Exercise material >>
------------
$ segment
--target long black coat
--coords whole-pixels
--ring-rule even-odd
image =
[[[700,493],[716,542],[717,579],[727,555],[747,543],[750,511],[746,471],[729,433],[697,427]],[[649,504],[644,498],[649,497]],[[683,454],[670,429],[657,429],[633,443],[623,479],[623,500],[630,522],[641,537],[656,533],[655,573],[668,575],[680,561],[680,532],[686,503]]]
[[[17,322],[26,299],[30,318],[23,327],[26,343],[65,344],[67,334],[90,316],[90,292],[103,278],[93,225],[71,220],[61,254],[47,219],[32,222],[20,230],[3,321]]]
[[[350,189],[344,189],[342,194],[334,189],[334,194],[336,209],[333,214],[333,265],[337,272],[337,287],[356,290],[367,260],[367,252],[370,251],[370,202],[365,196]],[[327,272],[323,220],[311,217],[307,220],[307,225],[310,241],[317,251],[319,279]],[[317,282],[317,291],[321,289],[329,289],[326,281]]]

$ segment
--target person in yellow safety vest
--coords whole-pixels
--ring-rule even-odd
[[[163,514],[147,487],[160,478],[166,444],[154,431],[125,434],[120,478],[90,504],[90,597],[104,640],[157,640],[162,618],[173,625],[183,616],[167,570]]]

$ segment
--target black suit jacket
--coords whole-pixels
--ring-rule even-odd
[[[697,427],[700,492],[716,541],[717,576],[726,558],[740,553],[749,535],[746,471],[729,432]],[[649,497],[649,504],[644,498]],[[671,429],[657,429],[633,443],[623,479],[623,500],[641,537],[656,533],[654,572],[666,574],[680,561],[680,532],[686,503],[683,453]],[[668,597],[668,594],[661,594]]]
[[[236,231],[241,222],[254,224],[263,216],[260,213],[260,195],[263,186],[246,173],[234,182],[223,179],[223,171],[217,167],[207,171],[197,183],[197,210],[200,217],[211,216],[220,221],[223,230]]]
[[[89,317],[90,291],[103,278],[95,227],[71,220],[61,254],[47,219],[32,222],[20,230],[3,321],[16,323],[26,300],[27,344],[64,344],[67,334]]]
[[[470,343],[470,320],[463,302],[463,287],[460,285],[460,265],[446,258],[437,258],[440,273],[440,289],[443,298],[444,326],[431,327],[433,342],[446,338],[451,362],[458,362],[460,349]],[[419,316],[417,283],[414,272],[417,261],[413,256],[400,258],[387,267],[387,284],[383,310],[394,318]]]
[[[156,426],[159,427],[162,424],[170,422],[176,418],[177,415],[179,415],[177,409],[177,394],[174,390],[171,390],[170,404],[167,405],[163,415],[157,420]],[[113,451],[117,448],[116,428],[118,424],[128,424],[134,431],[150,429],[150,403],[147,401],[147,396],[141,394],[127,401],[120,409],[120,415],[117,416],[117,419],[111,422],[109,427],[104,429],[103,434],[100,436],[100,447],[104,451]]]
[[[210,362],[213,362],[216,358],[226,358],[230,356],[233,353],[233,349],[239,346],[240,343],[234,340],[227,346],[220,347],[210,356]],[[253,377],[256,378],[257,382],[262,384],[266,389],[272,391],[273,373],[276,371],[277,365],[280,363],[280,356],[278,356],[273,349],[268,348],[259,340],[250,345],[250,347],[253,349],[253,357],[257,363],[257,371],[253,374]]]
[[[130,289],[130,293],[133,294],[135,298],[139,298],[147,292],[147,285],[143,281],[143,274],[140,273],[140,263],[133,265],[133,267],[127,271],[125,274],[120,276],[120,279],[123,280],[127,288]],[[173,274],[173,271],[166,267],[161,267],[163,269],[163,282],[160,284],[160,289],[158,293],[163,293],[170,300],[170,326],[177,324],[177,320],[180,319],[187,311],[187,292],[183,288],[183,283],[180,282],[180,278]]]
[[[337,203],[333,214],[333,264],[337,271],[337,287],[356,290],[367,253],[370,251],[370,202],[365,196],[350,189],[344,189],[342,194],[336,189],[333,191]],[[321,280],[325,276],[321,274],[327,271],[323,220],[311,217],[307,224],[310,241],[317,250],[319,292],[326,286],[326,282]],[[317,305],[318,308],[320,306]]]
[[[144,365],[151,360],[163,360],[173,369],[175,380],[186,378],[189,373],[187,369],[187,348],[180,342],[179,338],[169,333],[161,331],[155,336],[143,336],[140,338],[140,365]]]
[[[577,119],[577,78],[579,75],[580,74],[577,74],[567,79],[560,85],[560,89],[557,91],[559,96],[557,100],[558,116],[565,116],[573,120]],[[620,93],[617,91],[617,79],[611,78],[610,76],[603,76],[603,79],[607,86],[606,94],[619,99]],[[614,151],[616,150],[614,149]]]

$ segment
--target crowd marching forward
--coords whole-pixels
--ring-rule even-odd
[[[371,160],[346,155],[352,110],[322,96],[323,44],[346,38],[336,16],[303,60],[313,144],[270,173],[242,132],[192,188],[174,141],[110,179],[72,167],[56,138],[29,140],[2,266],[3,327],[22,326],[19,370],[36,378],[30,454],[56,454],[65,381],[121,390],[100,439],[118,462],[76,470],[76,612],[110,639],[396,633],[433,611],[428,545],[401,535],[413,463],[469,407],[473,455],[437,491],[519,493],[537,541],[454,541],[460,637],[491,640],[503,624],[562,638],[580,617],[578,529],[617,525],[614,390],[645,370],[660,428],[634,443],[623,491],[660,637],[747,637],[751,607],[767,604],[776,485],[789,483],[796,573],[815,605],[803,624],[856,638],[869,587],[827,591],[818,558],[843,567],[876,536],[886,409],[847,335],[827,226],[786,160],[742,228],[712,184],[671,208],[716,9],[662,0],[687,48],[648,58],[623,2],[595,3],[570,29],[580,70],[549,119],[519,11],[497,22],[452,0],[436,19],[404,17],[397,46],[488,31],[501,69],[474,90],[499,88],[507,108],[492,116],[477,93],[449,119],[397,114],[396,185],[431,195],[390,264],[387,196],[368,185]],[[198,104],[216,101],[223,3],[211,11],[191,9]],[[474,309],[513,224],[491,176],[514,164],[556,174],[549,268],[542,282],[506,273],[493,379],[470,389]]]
------------
What to produce >> Preserving every character, copy the records above out again.

Your solution >>
$ segment
--target long black coat
--coords whole-pixels
--ring-rule even-odd
image =
[[[700,493],[716,542],[717,579],[727,555],[747,543],[750,511],[746,471],[729,433],[697,427]],[[649,504],[644,498],[649,497]],[[683,454],[670,429],[657,429],[633,443],[623,479],[623,500],[630,522],[641,537],[656,533],[655,573],[668,575],[680,561],[680,532],[686,503]]]
[[[17,322],[26,299],[30,318],[23,327],[26,343],[65,344],[67,334],[90,316],[90,292],[103,278],[93,225],[71,220],[61,254],[47,219],[32,222],[20,230],[3,321]]]
[[[350,189],[344,189],[342,194],[334,189],[334,194],[336,209],[333,214],[333,265],[337,272],[337,287],[356,290],[367,260],[367,252],[370,251],[370,202],[365,196]],[[327,272],[323,220],[311,217],[307,220],[307,225],[310,241],[317,251],[319,279]],[[317,282],[317,291],[321,289],[329,289],[326,281]]]

$ segment
--target person in yellow safety vest
--coords whole-pixels
--ring-rule even-odd
[[[163,514],[147,487],[160,478],[166,444],[154,431],[125,434],[120,478],[90,504],[90,597],[104,640],[157,640],[162,618],[173,625],[183,616],[167,570]]]

$ segment
--target black suit jacket
--coords whole-pixels
--ring-rule even-odd
[[[697,427],[700,492],[716,541],[717,576],[726,558],[740,553],[749,535],[746,471],[729,432]],[[649,497],[649,504],[644,498]],[[671,429],[657,429],[633,443],[623,479],[623,500],[641,537],[656,533],[654,572],[666,574],[680,561],[680,532],[686,503],[683,453]],[[668,597],[668,594],[661,594]]]
[[[236,231],[241,222],[254,224],[263,216],[260,213],[260,195],[263,186],[246,173],[234,182],[223,179],[223,171],[217,167],[207,171],[197,183],[197,210],[200,217],[211,216],[220,221],[223,230]]]
[[[89,317],[90,291],[103,278],[95,227],[71,220],[61,254],[47,219],[32,222],[20,230],[3,321],[16,323],[26,300],[27,344],[64,344],[67,334]]]
[[[470,343],[470,320],[463,302],[463,287],[460,285],[460,265],[446,258],[437,258],[440,273],[440,289],[443,298],[444,326],[431,327],[433,342],[446,338],[451,362],[458,362],[460,349]],[[419,316],[417,283],[414,272],[417,261],[413,256],[400,258],[387,267],[387,284],[383,310],[394,318]]]
[[[156,426],[159,427],[162,424],[170,422],[176,418],[177,415],[179,415],[177,409],[177,394],[174,390],[171,390],[170,404],[167,405],[163,415],[157,420]],[[113,451],[117,448],[116,428],[118,424],[128,424],[134,431],[150,429],[150,403],[147,401],[147,396],[141,394],[127,401],[120,409],[120,415],[117,416],[117,419],[111,422],[109,427],[104,429],[103,434],[100,436],[100,447],[104,451]]]
[[[210,362],[213,362],[216,358],[226,358],[230,356],[233,353],[233,349],[239,346],[240,343],[234,340],[227,346],[220,347],[210,356]],[[253,377],[256,378],[257,382],[262,384],[266,389],[272,391],[273,373],[276,371],[277,365],[280,363],[280,356],[278,356],[273,349],[268,348],[259,340],[250,345],[250,347],[253,349],[253,357],[257,363],[257,371],[253,374]]]
[[[130,289],[130,293],[133,294],[135,298],[139,298],[147,292],[147,285],[143,281],[143,274],[140,273],[140,263],[133,265],[133,267],[127,271],[125,274],[120,276],[120,279],[123,280],[127,288]],[[173,274],[173,271],[166,267],[161,267],[163,269],[163,282],[160,284],[160,289],[158,293],[163,293],[170,300],[170,326],[177,324],[177,320],[180,319],[187,311],[187,292],[183,288],[183,283],[180,282],[180,278]]]
[[[337,203],[333,214],[333,264],[337,271],[337,287],[356,290],[367,253],[370,251],[370,202],[365,196],[350,189],[344,189],[342,194],[336,189],[333,191]],[[321,280],[325,276],[321,274],[327,271],[323,220],[311,217],[307,224],[310,241],[317,250],[319,292],[326,286],[326,282]],[[317,305],[318,308],[320,306]]]
[[[144,365],[151,360],[163,360],[173,369],[175,380],[186,378],[189,373],[187,369],[187,348],[180,342],[179,338],[169,333],[161,331],[155,336],[143,336],[140,338],[140,365]]]
[[[577,119],[577,78],[579,75],[580,74],[577,74],[567,79],[560,85],[560,89],[557,91],[559,96],[557,100],[558,116],[565,116],[573,120]],[[620,93],[617,91],[617,79],[611,78],[610,76],[603,76],[603,79],[607,86],[606,94],[619,99]],[[614,151],[616,150],[614,149]]]

$ segment
--target crowd marching forward
--coords whole-pixels
--ring-rule even-odd
[[[371,160],[346,155],[352,110],[322,96],[323,44],[346,38],[336,16],[303,60],[313,144],[270,173],[242,132],[192,188],[174,141],[110,179],[72,167],[56,138],[29,140],[2,266],[3,327],[22,326],[19,370],[36,378],[30,454],[56,454],[65,381],[121,390],[100,439],[118,462],[76,470],[76,612],[110,639],[396,633],[433,611],[428,545],[401,535],[413,463],[469,407],[473,455],[437,491],[519,493],[537,541],[454,541],[460,637],[491,640],[503,624],[562,638],[580,617],[578,529],[617,525],[614,390],[645,370],[660,428],[634,443],[623,491],[660,637],[747,637],[751,607],[767,604],[776,485],[789,483],[796,573],[815,605],[803,624],[856,638],[869,587],[827,591],[818,558],[843,567],[876,536],[886,409],[847,335],[827,226],[786,160],[742,228],[712,184],[671,208],[716,9],[662,0],[687,48],[648,58],[623,2],[595,3],[570,29],[580,70],[549,119],[519,11],[497,22],[452,0],[436,19],[404,17],[397,46],[488,31],[501,69],[474,90],[499,88],[507,108],[492,116],[477,93],[449,119],[397,114],[396,185],[431,195],[390,264],[387,196],[368,185]],[[198,104],[216,101],[223,3],[211,11],[191,9]],[[474,309],[513,224],[491,176],[514,164],[556,174],[549,268],[542,282],[506,273],[493,379],[470,389]]]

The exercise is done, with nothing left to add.